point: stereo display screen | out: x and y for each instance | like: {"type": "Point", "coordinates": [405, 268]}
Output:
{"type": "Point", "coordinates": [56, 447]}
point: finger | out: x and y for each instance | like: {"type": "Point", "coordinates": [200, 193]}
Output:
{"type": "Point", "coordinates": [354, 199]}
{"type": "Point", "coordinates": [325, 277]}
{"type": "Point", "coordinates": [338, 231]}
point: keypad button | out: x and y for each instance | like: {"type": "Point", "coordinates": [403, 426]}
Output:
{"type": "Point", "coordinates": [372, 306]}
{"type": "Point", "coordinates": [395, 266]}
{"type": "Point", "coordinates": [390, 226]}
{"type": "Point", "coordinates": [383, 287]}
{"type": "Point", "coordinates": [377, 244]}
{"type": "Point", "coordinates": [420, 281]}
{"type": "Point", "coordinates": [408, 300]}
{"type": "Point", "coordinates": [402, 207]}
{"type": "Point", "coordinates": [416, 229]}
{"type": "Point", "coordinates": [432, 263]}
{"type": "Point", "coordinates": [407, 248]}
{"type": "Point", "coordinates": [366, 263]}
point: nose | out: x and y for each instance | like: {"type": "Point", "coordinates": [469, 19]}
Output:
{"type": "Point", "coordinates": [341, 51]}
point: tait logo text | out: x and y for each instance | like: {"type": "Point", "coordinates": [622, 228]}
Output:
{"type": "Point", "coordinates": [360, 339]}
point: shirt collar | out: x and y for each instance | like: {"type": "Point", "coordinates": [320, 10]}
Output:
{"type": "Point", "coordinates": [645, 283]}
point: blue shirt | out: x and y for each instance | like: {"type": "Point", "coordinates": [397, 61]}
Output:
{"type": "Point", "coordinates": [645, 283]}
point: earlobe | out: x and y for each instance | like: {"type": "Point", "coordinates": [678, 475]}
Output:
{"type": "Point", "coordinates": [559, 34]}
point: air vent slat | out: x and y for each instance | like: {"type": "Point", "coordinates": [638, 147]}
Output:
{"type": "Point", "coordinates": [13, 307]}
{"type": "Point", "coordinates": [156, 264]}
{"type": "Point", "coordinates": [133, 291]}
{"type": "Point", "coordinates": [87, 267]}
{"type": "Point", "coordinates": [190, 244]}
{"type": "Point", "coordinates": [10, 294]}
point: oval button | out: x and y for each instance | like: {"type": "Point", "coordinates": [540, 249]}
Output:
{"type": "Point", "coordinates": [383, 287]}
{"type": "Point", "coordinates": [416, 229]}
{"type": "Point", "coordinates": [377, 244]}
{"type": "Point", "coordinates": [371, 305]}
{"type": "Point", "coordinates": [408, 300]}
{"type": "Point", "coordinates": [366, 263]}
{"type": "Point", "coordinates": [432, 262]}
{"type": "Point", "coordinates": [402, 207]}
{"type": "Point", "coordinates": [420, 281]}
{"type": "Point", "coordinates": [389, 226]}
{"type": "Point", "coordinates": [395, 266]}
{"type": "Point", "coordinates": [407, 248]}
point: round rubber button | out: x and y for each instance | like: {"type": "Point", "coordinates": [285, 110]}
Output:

* What the task asks *
Please determine how many lines of the records above contain "each", and state that number only.

* Response area *
11